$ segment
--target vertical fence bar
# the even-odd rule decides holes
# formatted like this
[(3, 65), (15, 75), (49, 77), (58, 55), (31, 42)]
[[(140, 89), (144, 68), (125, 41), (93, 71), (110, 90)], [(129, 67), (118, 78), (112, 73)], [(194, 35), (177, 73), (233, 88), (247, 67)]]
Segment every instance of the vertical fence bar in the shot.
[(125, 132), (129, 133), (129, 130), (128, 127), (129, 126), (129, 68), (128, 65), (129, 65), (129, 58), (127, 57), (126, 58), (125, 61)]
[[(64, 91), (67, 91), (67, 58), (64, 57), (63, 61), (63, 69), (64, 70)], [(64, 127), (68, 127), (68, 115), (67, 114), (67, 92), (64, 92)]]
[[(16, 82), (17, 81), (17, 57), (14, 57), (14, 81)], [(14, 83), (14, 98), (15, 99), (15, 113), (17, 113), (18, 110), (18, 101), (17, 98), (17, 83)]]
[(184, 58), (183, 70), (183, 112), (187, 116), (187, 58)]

#### Short task:
Put every line of the records above into a Markdown table with the columns Row and Line, leaving out blank lines.

#### Answer to this task:
| Row | Line |
|---|---|
| 1 | $ segment |
| 2 | --target vertical fence bar |
| 3 | # the even-odd rule decides holes |
| 4 | # formatted like this |
| 5 | [(3, 65), (15, 75), (49, 77), (58, 55), (31, 42)] |
| 6 | [[(140, 89), (144, 68), (125, 41), (93, 71), (110, 90)], [(129, 67), (118, 78), (112, 73)], [(194, 35), (177, 73), (233, 88), (247, 67)]] |
| 7 | Segment every instance of the vertical fence bar in the shot. |
| 8 | [(125, 132), (129, 133), (129, 130), (128, 127), (129, 126), (129, 68), (128, 65), (129, 65), (129, 58), (127, 57), (126, 58), (125, 61)] |
| 9 | [[(64, 91), (67, 91), (67, 58), (64, 57), (63, 61), (63, 69), (64, 70)], [(64, 127), (68, 127), (68, 115), (67, 114), (67, 92), (64, 92)]] |
| 10 | [[(16, 82), (17, 81), (17, 57), (14, 57), (14, 81)], [(14, 83), (14, 98), (15, 99), (15, 113), (17, 113), (18, 110), (18, 101), (17, 98), (17, 83)]] |
| 11 | [(184, 58), (183, 70), (183, 112), (187, 116), (187, 58)] |